Point placement data
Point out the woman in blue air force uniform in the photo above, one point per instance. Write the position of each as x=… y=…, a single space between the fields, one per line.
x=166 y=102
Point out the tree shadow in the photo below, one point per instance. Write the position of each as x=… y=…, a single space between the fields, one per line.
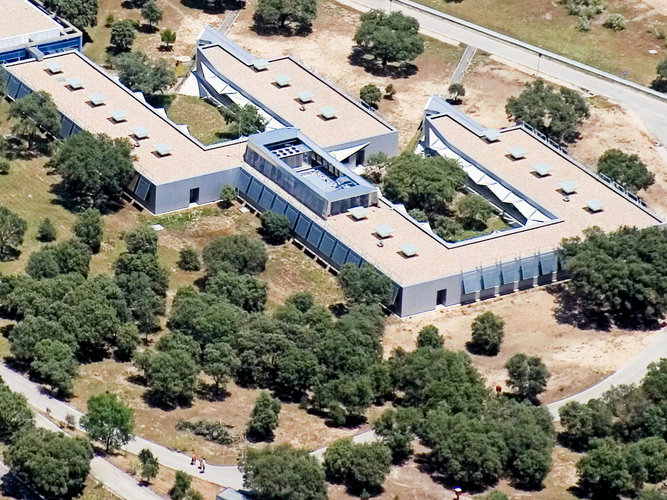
x=570 y=310
x=427 y=465
x=208 y=392
x=12 y=487
x=659 y=84
x=359 y=57
x=286 y=31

### Exercise description
Lay out the data above as a two-column CSV headed text and points, with each text and its answer on one row, every field quoted and line breaks turned into spaces. Leave the pictures out.

### Completed exercise
text,points
"Point out the woman in blue air force uniform in the photo above, one point per instance. Write the position of each as x=… y=…, a single space between the fields, one per line.","x=166 y=102"
"Point out the tree shadow in the photo below, one point per instance. Write the position of each as x=… y=…, a single space between the fields, one per line.","x=570 y=310 x=427 y=465 x=208 y=392 x=12 y=487 x=659 y=84 x=359 y=57 x=286 y=31"